TO BE DONE
Add -97 to every coordinate in the answer points of the records starting with the line with "the diver's hand?" and going on through the line with "x=424 y=165", both lines included. Write all those lines out again, requests included, and leave the requests and their sample points unchanged.

## BEGIN ENTRIES SHOWN

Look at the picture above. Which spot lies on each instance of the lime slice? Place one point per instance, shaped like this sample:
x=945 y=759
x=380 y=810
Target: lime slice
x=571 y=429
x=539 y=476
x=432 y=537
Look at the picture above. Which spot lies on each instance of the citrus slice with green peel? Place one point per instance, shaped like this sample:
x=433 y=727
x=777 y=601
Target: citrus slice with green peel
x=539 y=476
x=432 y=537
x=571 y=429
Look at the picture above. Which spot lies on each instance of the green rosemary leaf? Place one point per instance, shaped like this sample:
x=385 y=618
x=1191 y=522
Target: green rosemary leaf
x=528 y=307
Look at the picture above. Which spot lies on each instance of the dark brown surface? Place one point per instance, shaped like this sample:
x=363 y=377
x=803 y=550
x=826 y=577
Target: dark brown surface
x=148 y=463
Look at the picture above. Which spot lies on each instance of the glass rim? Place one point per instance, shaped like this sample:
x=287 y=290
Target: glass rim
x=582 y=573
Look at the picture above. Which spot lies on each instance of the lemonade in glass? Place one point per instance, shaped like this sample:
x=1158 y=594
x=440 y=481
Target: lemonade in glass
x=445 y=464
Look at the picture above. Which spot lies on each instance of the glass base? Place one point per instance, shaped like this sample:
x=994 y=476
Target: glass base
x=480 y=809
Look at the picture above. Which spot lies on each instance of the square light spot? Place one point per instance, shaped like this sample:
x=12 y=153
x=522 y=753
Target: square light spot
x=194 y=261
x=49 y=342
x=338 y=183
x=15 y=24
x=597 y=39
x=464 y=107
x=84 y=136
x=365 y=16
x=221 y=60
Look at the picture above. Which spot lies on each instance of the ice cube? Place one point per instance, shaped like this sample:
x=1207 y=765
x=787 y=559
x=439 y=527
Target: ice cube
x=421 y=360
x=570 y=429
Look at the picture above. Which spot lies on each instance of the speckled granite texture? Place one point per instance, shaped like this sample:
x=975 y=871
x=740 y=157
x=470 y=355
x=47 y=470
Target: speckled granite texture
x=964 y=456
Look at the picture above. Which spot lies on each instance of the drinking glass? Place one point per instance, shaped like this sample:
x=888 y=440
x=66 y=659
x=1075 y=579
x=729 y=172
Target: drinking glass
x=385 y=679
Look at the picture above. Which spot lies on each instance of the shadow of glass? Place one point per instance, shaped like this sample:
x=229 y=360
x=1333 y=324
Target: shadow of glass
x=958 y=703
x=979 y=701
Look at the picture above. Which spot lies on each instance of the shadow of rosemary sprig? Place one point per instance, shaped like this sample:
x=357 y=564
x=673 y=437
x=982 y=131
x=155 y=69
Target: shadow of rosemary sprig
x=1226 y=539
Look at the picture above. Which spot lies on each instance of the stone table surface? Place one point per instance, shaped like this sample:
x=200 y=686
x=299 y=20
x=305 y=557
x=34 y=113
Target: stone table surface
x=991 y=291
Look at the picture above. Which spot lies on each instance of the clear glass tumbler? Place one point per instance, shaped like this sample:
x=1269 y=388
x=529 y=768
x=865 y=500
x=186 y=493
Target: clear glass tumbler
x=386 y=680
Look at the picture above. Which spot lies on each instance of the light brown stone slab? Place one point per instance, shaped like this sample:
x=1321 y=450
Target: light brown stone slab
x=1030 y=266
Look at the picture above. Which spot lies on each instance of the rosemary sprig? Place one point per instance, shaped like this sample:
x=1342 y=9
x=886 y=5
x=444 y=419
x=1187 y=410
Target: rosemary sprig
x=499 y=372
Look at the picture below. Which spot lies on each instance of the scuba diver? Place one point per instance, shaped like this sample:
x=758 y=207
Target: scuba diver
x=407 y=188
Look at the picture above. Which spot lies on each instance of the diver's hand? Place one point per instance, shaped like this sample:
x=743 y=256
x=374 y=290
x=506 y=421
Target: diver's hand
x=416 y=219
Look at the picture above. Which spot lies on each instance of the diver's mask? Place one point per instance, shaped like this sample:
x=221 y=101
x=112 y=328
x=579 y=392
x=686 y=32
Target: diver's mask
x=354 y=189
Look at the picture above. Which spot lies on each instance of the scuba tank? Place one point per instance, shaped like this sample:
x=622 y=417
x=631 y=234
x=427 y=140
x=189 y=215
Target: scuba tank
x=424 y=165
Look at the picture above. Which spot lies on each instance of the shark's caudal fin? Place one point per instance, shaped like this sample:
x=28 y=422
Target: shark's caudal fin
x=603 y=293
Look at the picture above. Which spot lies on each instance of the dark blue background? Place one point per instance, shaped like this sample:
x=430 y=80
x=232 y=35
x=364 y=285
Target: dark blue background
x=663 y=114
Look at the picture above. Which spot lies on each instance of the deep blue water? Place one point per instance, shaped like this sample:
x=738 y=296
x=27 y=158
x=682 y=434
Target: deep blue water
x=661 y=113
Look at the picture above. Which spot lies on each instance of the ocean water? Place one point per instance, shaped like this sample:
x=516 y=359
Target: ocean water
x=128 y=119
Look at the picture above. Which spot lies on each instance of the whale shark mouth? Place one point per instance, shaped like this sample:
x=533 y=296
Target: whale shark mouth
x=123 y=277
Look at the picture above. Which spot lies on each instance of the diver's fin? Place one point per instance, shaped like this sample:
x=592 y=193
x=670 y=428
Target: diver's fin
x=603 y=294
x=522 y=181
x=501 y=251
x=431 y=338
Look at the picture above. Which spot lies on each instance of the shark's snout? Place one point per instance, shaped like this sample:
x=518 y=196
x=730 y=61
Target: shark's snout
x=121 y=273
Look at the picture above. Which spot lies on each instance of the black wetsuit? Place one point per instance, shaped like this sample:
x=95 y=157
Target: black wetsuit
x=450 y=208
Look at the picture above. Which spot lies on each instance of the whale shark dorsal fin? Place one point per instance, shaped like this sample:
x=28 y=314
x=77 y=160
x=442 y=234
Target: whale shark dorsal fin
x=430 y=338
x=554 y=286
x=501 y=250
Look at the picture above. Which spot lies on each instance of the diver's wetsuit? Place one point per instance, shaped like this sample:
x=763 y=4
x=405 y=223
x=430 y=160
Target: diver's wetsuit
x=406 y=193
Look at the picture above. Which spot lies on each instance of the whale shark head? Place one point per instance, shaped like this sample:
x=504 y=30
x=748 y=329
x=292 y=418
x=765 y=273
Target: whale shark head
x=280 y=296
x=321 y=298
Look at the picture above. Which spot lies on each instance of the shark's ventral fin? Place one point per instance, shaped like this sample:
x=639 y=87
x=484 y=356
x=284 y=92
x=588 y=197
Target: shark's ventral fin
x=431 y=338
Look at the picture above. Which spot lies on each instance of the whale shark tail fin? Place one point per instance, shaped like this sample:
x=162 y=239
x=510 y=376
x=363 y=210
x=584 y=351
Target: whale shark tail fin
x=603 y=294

## END ENTRIES SHOWN
## BEGIN ENTRIES SHOWN

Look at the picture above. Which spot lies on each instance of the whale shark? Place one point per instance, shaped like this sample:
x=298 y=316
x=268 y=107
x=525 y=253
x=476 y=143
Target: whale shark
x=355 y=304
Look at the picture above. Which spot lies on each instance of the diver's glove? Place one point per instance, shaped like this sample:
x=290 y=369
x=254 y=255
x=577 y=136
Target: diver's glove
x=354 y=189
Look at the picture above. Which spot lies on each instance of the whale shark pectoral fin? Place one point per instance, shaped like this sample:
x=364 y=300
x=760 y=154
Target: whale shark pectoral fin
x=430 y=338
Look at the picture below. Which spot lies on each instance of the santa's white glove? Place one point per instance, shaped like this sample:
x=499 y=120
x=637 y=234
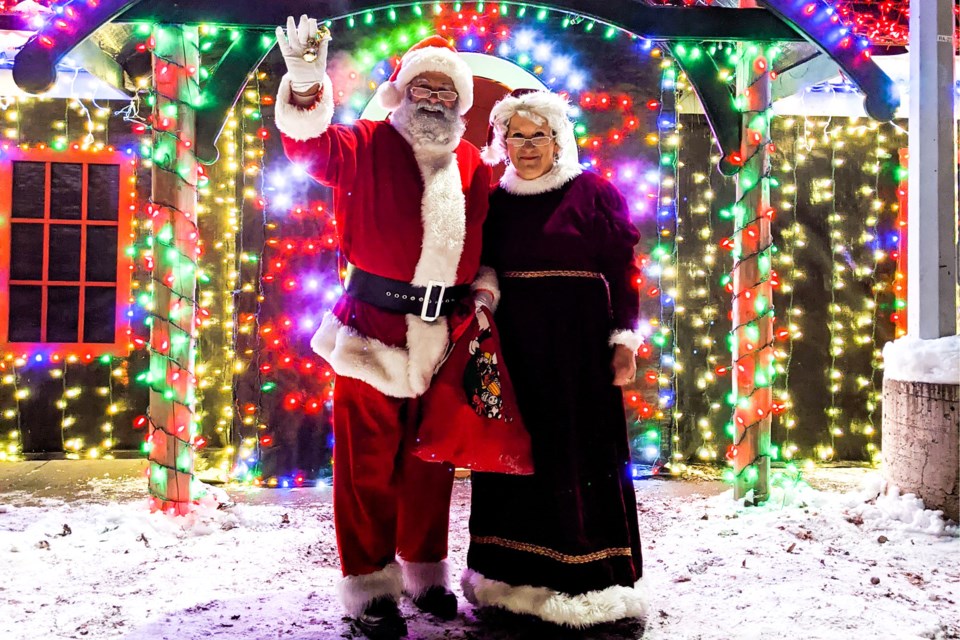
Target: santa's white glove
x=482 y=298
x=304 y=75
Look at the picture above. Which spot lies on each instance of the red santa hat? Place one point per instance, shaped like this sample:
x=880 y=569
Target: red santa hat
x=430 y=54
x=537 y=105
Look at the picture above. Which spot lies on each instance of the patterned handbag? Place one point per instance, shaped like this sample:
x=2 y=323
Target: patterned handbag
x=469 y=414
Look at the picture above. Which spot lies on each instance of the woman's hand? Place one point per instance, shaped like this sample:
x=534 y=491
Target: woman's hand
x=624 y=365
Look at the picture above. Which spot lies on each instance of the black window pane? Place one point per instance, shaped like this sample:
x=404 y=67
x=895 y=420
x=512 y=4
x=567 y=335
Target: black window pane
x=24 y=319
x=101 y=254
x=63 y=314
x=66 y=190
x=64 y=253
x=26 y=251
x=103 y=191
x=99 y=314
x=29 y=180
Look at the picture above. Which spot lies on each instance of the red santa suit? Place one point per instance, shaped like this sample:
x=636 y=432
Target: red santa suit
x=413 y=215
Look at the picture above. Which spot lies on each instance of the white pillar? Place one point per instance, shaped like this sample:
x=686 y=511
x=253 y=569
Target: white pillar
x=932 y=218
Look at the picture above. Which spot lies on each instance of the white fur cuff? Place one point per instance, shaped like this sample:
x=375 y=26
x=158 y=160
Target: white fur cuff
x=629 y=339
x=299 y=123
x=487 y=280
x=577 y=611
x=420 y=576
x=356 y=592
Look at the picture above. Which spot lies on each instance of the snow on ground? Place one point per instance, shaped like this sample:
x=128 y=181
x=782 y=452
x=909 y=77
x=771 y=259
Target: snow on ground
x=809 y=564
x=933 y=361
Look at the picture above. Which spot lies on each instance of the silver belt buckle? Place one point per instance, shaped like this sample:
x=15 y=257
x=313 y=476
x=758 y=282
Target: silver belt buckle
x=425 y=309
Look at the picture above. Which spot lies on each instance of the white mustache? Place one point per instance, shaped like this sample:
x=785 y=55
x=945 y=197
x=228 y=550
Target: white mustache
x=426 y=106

## END ENTRIES SHOWN
## BEGIN ENTRIES SHOWN

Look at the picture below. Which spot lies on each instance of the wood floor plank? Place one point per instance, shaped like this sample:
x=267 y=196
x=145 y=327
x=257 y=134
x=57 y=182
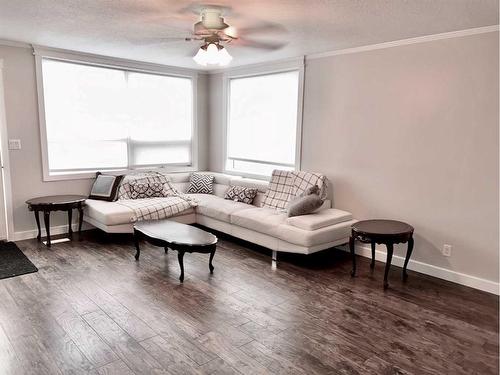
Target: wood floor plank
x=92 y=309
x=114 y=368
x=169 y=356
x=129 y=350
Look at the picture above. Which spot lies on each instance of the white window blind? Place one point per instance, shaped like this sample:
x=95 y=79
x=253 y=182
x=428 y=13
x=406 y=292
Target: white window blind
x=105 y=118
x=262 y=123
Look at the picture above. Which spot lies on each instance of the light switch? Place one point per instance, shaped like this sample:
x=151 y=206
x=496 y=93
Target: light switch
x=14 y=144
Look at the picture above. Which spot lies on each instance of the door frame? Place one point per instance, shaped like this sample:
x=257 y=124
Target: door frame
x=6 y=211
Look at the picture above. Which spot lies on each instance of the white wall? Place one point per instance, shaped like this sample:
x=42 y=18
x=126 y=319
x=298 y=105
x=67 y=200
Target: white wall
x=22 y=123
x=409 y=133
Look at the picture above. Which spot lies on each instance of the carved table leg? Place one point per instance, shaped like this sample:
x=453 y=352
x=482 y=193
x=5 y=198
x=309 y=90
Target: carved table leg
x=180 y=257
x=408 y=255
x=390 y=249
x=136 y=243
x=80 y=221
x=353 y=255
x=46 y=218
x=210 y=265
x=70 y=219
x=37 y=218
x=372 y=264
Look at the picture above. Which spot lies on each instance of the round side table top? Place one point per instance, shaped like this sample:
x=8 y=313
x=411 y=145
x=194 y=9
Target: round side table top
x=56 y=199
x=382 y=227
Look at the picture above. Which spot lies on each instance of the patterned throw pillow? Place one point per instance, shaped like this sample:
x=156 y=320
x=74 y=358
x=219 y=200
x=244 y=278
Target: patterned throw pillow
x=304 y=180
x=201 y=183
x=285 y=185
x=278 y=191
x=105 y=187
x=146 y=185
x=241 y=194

## END ENTRIES SHOWN

CORRECT RESPONSE
Look at the picture above. Which spot lies on each instance of the diver's hand? Place one point per instance, shaped like this sample:
x=743 y=256
x=374 y=290
x=506 y=421
Target: diver's hand
x=319 y=122
Look at the picture above. Which spot lies on each instance of the diver's mask? Place one point per instance, shaped like this sample:
x=221 y=101
x=112 y=328
x=579 y=392
x=686 y=32
Target: diver's mask
x=257 y=92
Look at the picture above. Which spot lies on each instance of the scuba tank? Place one point per instance, shaped like this sample:
x=622 y=417
x=631 y=234
x=427 y=140
x=189 y=215
Target: scuba tank
x=327 y=68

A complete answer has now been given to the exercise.